(Beginning of Data excerpts)

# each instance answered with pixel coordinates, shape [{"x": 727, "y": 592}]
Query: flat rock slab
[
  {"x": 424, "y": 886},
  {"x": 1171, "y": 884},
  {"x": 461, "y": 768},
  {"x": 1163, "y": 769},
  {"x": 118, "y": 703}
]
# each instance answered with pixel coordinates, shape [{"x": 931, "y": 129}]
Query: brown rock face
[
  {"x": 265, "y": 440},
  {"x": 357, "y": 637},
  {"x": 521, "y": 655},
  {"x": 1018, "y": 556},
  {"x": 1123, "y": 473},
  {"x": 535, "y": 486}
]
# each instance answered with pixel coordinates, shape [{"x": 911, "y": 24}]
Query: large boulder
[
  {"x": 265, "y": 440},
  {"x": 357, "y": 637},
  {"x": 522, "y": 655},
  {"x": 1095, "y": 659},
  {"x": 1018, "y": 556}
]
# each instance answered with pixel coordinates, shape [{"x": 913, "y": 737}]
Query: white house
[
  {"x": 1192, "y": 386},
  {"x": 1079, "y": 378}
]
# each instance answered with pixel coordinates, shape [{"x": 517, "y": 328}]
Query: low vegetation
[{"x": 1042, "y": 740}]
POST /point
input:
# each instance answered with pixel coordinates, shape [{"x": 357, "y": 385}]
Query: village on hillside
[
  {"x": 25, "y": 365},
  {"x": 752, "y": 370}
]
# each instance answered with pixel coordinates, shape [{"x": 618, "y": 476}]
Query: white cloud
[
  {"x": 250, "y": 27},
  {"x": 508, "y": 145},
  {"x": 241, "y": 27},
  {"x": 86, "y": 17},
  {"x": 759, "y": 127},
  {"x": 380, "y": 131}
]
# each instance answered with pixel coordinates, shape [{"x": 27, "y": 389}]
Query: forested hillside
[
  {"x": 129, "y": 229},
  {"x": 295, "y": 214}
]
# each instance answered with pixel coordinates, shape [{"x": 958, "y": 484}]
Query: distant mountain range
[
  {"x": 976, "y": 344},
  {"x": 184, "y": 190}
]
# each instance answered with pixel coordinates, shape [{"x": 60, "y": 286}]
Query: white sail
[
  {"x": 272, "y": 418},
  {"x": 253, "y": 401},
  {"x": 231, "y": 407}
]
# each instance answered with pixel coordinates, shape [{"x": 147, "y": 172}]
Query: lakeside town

(End of Data excerpts)

Having read the entries above, restate them all word for word.

■ **Exercise solution**
# each instance answered with pixel coordinates, shape [{"x": 727, "y": 592}]
Query: flat rock slab
[
  {"x": 424, "y": 886},
  {"x": 1171, "y": 884},
  {"x": 461, "y": 768},
  {"x": 1163, "y": 769},
  {"x": 118, "y": 703}
]
# each instance answered with pixel coordinates, shape [{"x": 931, "y": 129}]
Query: brown rock face
[
  {"x": 265, "y": 440},
  {"x": 357, "y": 637},
  {"x": 521, "y": 655},
  {"x": 1018, "y": 556},
  {"x": 1123, "y": 473},
  {"x": 535, "y": 486}
]
# each instance answered with pixel coordinates, shape [{"x": 911, "y": 24}]
Query: large boulder
[
  {"x": 265, "y": 440},
  {"x": 357, "y": 637},
  {"x": 522, "y": 655},
  {"x": 1095, "y": 659},
  {"x": 1018, "y": 556}
]
# each instance answered with pixel coordinates, shape [{"x": 913, "y": 737}]
Query: white house
[
  {"x": 1192, "y": 386},
  {"x": 1079, "y": 378}
]
# each instance answered with pixel coordinates, shape [{"x": 517, "y": 328}]
Query: low vegetation
[{"x": 1042, "y": 740}]
POST /point
input:
# each instance answered with pixel coordinates, shape [{"x": 357, "y": 385}]
Query: village on hillside
[
  {"x": 25, "y": 365},
  {"x": 752, "y": 370}
]
# each instance answered with pixel coordinates, shape [{"x": 618, "y": 476}]
Query: white cloud
[
  {"x": 250, "y": 27},
  {"x": 508, "y": 145},
  {"x": 241, "y": 27},
  {"x": 86, "y": 17},
  {"x": 759, "y": 127},
  {"x": 380, "y": 131}
]
# each instance answered with pixel coordinates, shape [{"x": 27, "y": 389}]
Query: forested hillside
[
  {"x": 129, "y": 229},
  {"x": 295, "y": 214}
]
# each instance answered with pixel coordinates, shape [{"x": 958, "y": 484}]
Query: distant mountain range
[
  {"x": 976, "y": 344},
  {"x": 184, "y": 190}
]
# each instance answered with pixel coordinates, shape [{"x": 60, "y": 286}]
Query: white sail
[
  {"x": 272, "y": 418},
  {"x": 253, "y": 401},
  {"x": 231, "y": 407}
]
# each instance answered with pixel coordinates, shape [{"x": 147, "y": 172}]
Query: lakeside town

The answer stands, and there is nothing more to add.